**Required tasks**
1. In the article about Spanish media phenomena, who was the national squad's goalkeeper who saved two penalties at Euro 2008?
2. Output the part of the article about Spanish media phenomena between "Spanish political advertising" and "in the campaign.", inclusive.

**Provided passage**
I'd like to talk about some of the events that have grabbed the Spanish media's attention in the past few months. And I don't mean any serious issues, but those phenomena that achieve great social awareness via word of mouth and the internet.
Like El Chiki-Chiki, which started as a joke in a late-night TV show: an absurd character in cheesy clothes enters the national contest to represent Spain in the Eurovision Song Contest. For the first time, viewers got to vote for their favourite singer via the internet. The result: Rodolfo wins by a landslide, with a surreal song called El Chiki-Chiki. Millions of fans proclaim him the new Spanish "ambassador".
At the last Latin American summit in Chile, the Venezuelan president, Hugo Chavez, in his gangly and bullish manner, kept interrupting the speakers. Suddenly, and leaving aside all respect for protocol, the King of Spain, Juan Carlos, tells him in a loud voice: "Why don't you just shut up?" The king's gutsy and authoritative outburst soon becomes one of the Spaniard's most repeated and mimicked lines.
Spanish political advertising has historically been dull and much too serious. This year, however, in a very tight contest, the government's ruling party took it one step further by introducing a more witty and ironic language, leveraging the internet to involve voters in the campaign.
For a few months, media attention focused on the weekly viral videos that PSOE uploaded to the internet. Its rival, PP, was not behind for long, though, and a "video war" was declared. This made this campaign the most interesting to watch in history by far. PSOE and creativity won.
Next, Spain wins at Euro 2008 and the country has a new football hero: Iker Casillas. The national squad's goalkeeper saved two penalties and led the team to the final victory.
Amid collective euphoria, the leading local beer brand, Mahou, begins a campaign to have a street in Madrid named "Calle de la madre que pario a Casillas" ("the mother who gave birth to Casillas Street"), after Casillas' mother - a truly hard-to-translate expression (although in Spain, to praise someone's mother is the biggest compliment).
In just a few days, tens of thousands of people had signed up via an online petition to support the idea. Casillas' mother turns into a national symbol for having given birth to such a hero.
The latter two phenomena were conceived in an agency, a fact that demonstrates how extremely capable of connecting with the public feelings the Spanish ad industry has become.
What's more, none of these ideas would be well understood or favourably judged by a Cannes jury. It's a fate that has befallen too many of the best Spanish advertising campaigns in the past few years.
- Carlos Alija is the creative director of SRA Rushmore in Madrid.

Stored data:
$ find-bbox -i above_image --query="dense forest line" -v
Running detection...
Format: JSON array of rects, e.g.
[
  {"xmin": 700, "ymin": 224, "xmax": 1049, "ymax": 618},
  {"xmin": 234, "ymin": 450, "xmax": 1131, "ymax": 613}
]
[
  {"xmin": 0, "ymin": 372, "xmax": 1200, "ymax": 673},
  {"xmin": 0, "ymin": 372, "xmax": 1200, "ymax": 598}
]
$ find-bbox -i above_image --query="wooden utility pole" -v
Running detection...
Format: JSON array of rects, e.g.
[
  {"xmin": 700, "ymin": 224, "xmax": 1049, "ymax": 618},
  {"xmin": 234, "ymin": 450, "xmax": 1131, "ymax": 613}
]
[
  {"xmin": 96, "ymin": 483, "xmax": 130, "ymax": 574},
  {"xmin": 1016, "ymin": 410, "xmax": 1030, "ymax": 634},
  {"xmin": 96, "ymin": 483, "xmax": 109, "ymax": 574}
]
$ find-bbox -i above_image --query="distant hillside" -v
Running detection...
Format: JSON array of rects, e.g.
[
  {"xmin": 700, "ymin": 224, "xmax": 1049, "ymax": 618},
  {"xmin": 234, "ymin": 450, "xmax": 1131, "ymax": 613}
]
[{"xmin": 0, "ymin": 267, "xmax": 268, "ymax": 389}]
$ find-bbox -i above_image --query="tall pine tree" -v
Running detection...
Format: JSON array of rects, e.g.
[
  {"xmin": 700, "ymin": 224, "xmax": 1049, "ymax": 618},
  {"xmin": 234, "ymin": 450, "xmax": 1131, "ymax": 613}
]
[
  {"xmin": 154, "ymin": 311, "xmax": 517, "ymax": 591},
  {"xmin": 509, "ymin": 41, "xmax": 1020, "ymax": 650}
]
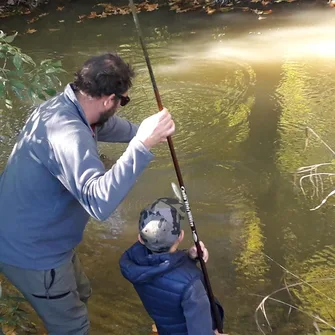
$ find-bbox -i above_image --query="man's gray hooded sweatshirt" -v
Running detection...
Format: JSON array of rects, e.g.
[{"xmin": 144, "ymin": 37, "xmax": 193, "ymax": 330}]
[{"xmin": 0, "ymin": 84, "xmax": 153, "ymax": 270}]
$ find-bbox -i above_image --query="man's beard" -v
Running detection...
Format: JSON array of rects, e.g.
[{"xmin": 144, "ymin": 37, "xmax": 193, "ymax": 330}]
[{"xmin": 95, "ymin": 107, "xmax": 117, "ymax": 127}]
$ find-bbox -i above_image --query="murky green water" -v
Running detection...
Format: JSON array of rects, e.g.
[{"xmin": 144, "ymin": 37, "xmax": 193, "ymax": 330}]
[{"xmin": 0, "ymin": 2, "xmax": 335, "ymax": 335}]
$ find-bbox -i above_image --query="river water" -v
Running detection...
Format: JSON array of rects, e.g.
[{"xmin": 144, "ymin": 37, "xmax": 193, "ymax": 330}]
[{"xmin": 0, "ymin": 1, "xmax": 335, "ymax": 335}]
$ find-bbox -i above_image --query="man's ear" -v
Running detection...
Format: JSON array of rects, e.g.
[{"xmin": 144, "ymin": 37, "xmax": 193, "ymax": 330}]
[
  {"xmin": 137, "ymin": 234, "xmax": 144, "ymax": 245},
  {"xmin": 104, "ymin": 93, "xmax": 115, "ymax": 107}
]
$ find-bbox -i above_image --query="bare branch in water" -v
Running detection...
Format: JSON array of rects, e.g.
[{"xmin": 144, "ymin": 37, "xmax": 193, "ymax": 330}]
[
  {"xmin": 263, "ymin": 253, "xmax": 335, "ymax": 303},
  {"xmin": 310, "ymin": 190, "xmax": 335, "ymax": 211},
  {"xmin": 254, "ymin": 277, "xmax": 335, "ymax": 335},
  {"xmin": 294, "ymin": 127, "xmax": 335, "ymax": 211},
  {"xmin": 306, "ymin": 127, "xmax": 335, "ymax": 156}
]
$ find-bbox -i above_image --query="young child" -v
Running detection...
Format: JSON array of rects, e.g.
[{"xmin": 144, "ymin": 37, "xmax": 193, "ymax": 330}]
[{"xmin": 120, "ymin": 198, "xmax": 223, "ymax": 335}]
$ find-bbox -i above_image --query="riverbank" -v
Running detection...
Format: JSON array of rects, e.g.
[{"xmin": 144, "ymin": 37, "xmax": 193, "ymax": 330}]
[{"xmin": 0, "ymin": 0, "xmax": 335, "ymax": 18}]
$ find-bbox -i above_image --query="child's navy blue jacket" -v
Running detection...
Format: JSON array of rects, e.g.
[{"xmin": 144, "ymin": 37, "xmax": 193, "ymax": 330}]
[{"xmin": 120, "ymin": 242, "xmax": 220, "ymax": 335}]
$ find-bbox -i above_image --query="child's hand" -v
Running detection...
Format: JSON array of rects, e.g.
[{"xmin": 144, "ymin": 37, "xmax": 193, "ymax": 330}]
[
  {"xmin": 214, "ymin": 329, "xmax": 228, "ymax": 335},
  {"xmin": 188, "ymin": 241, "xmax": 209, "ymax": 262}
]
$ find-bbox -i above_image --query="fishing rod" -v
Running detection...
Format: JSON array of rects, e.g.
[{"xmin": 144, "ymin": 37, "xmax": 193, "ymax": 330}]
[{"xmin": 129, "ymin": 0, "xmax": 223, "ymax": 333}]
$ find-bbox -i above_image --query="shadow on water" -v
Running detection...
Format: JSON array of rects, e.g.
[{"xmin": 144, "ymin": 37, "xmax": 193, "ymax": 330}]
[{"xmin": 0, "ymin": 2, "xmax": 335, "ymax": 335}]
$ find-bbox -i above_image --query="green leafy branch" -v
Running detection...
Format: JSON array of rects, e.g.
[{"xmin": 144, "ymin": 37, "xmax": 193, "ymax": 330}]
[{"xmin": 0, "ymin": 30, "xmax": 66, "ymax": 109}]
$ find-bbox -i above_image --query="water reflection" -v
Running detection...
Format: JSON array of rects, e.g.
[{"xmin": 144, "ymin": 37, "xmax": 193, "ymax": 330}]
[{"xmin": 0, "ymin": 3, "xmax": 335, "ymax": 335}]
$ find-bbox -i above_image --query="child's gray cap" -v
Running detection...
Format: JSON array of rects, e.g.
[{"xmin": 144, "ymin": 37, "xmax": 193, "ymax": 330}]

**Your responses**
1. Iker Casillas

2.
Spanish political advertising has historically been dull and much too serious. This year, however, in a very tight contest, the government's ruling party took it one step further by introducing a more witty and ironic language, leveraging the internet to involve voters in the campaign.